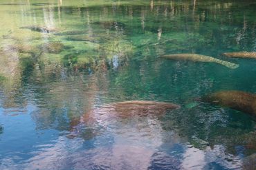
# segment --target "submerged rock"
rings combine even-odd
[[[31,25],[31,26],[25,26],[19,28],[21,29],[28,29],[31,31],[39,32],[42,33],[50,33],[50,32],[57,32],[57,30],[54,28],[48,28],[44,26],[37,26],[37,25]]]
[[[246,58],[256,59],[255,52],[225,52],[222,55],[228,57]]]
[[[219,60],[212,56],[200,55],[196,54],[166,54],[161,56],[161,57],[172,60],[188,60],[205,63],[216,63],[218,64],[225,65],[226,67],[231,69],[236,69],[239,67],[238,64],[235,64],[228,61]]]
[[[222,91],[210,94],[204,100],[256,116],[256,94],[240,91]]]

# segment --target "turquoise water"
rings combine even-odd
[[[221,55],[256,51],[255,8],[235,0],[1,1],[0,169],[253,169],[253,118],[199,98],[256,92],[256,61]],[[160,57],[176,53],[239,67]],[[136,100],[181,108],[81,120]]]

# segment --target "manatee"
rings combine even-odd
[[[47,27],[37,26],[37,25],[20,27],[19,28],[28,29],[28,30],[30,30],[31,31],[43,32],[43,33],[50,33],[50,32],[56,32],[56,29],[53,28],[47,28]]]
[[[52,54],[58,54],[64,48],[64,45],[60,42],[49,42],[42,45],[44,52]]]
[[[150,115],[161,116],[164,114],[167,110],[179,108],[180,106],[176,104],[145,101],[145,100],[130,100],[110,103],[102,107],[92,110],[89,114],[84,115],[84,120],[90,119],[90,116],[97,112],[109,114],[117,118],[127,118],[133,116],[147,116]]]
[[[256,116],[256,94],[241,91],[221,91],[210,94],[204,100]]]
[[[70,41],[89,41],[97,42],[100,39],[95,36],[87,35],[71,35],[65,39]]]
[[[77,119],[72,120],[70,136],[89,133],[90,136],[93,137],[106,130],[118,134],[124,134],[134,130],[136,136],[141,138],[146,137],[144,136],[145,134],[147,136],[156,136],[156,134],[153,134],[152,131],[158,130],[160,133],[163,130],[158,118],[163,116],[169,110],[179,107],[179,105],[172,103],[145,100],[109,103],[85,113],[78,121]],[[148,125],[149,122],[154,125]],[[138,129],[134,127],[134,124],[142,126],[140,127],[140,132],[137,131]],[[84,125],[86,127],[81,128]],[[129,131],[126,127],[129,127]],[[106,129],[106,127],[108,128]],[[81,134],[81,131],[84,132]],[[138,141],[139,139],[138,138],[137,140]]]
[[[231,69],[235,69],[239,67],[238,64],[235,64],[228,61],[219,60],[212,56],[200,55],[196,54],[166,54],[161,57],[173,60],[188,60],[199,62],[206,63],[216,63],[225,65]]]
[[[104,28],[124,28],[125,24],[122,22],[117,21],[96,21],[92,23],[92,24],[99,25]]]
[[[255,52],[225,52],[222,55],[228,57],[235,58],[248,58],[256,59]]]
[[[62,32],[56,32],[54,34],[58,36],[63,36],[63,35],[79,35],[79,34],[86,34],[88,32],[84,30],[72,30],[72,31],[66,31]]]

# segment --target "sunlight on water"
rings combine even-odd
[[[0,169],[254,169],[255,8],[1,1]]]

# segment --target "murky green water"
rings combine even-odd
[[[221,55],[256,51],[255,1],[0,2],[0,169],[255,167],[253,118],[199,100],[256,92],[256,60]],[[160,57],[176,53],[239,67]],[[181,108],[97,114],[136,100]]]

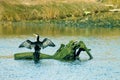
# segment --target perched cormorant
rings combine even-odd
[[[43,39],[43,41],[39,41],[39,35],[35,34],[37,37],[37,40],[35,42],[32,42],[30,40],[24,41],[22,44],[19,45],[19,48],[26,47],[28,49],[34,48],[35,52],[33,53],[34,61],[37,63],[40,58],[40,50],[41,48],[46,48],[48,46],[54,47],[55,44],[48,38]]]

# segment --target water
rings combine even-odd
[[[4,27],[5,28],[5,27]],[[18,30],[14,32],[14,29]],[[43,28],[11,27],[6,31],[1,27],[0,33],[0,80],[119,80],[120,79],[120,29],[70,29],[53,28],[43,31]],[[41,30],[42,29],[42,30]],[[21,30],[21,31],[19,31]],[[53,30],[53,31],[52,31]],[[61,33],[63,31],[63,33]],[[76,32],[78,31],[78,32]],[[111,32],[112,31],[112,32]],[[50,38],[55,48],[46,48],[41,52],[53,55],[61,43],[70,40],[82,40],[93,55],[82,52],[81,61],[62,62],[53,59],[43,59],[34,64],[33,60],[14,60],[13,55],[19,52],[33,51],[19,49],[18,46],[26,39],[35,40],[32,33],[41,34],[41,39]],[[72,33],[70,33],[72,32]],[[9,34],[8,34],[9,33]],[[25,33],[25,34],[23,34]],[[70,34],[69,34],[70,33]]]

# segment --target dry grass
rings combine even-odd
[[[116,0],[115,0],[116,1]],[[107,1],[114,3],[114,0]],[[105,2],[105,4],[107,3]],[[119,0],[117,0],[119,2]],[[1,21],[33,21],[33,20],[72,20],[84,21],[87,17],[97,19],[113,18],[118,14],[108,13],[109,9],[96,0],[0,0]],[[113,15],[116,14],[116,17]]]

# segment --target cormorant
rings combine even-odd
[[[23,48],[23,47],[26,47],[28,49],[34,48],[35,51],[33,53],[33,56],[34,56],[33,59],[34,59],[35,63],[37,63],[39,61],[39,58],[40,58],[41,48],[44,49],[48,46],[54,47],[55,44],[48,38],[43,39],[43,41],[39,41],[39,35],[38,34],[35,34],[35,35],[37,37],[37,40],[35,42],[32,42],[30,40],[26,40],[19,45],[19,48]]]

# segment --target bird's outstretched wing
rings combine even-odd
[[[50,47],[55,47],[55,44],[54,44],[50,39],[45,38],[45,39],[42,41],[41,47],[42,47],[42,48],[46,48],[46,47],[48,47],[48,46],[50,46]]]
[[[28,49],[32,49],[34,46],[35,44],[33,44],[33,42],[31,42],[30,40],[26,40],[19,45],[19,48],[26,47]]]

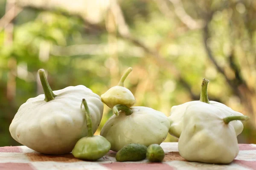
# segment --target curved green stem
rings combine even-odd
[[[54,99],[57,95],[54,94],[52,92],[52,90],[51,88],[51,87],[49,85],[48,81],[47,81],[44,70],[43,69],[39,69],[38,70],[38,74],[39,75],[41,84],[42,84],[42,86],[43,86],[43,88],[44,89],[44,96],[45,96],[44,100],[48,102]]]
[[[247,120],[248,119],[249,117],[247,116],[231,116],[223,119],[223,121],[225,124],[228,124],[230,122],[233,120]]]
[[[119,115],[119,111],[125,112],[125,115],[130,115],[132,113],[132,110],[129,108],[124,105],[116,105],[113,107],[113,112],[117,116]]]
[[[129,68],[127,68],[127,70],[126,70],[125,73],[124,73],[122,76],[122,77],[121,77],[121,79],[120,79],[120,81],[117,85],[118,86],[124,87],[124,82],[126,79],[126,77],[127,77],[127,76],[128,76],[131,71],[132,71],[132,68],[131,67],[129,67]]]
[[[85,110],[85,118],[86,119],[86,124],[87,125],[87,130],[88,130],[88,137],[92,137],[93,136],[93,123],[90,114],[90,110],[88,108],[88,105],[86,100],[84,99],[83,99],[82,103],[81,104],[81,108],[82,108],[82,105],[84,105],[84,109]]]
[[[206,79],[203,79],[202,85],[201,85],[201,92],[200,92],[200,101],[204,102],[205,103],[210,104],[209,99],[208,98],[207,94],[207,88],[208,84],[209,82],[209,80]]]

--

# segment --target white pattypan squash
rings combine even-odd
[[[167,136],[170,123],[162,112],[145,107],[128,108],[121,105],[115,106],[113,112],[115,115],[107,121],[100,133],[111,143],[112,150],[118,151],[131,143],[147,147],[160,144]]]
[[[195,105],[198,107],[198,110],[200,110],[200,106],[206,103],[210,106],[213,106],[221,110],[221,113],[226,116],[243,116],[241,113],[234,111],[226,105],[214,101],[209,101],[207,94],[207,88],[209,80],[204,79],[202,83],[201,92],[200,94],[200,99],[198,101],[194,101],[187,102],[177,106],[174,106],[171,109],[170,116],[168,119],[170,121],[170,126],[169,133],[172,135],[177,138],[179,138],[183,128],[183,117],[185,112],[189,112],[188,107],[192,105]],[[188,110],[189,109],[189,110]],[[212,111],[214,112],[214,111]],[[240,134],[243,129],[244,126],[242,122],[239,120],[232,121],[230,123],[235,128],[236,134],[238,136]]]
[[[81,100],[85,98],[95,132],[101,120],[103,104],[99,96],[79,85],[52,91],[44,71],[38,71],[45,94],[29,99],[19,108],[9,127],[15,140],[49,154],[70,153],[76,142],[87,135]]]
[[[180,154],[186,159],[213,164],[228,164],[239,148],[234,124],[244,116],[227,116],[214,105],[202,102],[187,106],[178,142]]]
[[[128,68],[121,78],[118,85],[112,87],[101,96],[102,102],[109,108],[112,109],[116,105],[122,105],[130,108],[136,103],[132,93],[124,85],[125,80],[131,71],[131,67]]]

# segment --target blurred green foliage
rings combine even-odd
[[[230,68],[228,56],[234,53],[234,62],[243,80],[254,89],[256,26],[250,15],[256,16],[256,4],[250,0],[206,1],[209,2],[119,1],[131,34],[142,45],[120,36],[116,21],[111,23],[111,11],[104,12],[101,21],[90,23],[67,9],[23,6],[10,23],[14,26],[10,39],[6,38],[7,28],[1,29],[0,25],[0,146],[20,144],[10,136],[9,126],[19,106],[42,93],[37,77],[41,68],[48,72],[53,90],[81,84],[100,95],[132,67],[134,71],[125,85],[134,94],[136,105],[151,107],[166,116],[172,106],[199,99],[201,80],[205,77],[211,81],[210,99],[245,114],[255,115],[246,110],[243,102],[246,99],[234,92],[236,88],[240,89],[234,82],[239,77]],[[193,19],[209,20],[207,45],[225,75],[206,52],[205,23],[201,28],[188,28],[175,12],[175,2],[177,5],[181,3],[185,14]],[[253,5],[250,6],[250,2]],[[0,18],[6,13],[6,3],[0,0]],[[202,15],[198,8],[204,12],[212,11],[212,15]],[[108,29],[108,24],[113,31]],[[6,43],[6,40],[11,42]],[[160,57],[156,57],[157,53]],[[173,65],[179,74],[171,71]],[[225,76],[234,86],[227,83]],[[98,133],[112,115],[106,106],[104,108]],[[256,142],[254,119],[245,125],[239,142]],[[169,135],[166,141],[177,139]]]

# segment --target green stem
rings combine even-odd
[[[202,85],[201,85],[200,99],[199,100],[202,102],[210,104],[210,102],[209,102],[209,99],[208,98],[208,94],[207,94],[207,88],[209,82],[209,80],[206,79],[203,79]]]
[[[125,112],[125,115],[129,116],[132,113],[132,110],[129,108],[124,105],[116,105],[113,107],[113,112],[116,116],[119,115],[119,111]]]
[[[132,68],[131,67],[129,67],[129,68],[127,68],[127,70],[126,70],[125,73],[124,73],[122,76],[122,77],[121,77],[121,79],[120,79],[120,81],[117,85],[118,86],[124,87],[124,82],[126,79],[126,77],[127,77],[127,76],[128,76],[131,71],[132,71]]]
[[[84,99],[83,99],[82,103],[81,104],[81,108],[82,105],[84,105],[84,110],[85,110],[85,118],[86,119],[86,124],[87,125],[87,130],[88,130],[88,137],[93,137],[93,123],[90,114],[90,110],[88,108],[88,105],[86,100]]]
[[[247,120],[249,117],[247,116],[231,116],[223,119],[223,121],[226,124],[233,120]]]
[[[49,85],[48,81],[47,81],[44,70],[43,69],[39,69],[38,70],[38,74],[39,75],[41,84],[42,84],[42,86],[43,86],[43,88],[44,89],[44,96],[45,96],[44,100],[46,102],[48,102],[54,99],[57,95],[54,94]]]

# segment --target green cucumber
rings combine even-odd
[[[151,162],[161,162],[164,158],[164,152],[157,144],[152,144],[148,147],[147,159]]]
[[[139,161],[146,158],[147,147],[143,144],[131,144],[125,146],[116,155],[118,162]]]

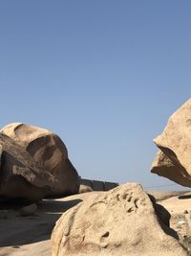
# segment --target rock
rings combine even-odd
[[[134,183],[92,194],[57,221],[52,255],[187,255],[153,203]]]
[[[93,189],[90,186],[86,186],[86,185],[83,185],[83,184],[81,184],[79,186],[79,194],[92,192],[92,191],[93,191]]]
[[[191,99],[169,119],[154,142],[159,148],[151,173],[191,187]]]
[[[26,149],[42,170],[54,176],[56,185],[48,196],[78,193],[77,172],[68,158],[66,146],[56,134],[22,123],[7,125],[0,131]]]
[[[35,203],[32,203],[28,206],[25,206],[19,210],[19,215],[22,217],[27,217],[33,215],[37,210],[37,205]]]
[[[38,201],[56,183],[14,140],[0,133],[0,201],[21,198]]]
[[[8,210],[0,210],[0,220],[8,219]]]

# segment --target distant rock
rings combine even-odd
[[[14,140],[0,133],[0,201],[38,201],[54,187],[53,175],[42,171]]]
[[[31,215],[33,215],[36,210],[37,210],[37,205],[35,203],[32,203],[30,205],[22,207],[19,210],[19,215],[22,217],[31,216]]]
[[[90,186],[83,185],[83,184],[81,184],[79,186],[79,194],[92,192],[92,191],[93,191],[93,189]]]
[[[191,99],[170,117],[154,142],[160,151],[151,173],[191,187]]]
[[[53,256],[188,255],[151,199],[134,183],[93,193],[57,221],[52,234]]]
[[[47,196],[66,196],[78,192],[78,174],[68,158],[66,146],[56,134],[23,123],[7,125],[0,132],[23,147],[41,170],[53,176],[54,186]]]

--

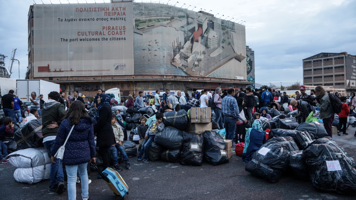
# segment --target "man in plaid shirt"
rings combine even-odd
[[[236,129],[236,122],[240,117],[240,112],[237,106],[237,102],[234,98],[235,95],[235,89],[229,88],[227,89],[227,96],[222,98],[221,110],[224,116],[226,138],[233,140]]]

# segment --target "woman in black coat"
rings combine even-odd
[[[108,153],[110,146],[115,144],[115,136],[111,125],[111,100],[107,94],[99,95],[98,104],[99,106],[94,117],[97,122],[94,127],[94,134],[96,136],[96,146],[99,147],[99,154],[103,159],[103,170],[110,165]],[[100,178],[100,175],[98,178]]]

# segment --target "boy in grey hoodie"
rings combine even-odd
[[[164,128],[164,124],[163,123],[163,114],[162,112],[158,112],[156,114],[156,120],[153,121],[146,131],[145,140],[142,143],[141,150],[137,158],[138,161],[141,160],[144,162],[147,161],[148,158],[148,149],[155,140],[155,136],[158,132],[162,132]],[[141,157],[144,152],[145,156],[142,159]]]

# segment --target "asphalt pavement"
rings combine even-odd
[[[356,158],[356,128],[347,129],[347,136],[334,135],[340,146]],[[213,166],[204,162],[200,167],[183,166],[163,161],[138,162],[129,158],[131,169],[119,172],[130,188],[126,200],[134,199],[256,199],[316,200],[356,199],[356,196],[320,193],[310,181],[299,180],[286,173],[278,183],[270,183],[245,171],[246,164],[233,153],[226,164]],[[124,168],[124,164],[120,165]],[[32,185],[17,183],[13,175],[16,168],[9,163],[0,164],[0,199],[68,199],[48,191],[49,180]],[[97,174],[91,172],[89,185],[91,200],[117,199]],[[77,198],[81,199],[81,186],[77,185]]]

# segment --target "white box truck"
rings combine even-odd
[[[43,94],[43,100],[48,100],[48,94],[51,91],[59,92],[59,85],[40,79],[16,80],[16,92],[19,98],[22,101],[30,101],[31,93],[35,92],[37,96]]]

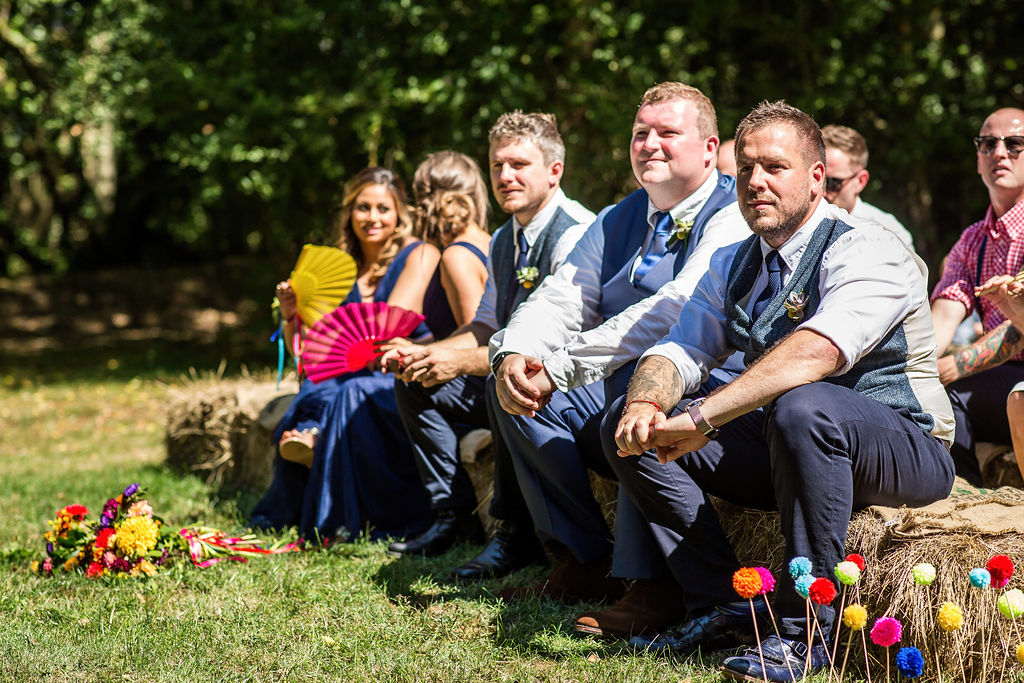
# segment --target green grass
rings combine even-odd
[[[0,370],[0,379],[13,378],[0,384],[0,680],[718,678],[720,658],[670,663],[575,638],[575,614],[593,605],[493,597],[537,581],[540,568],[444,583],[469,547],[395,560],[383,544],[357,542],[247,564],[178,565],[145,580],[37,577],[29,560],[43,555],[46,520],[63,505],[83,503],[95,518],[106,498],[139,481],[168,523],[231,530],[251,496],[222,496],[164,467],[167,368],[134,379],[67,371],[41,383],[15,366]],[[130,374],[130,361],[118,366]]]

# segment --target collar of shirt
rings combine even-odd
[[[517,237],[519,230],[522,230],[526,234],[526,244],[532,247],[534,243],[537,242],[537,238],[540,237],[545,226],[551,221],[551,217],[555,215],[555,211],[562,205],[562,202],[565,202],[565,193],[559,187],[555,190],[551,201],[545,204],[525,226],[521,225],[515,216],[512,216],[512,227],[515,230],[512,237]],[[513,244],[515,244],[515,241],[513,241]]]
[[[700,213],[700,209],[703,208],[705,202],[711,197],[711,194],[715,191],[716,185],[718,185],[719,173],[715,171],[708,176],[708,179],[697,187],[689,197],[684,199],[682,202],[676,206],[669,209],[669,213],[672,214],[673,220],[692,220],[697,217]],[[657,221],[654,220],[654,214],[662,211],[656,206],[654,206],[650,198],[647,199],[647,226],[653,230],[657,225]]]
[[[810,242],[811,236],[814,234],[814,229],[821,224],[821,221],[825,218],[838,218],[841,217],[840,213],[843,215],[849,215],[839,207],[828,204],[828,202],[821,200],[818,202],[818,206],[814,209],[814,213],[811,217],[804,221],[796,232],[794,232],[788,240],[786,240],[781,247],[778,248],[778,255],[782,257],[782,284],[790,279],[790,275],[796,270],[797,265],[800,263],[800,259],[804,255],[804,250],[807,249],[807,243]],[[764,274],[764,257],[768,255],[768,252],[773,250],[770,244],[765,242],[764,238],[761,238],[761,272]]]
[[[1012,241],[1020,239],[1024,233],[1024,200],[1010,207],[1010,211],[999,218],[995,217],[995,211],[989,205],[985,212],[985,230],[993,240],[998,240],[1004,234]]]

*Written instruction*
Count the lines of the material above that contain the string "cormorant". Give only the number.

*Output for this exercise*
2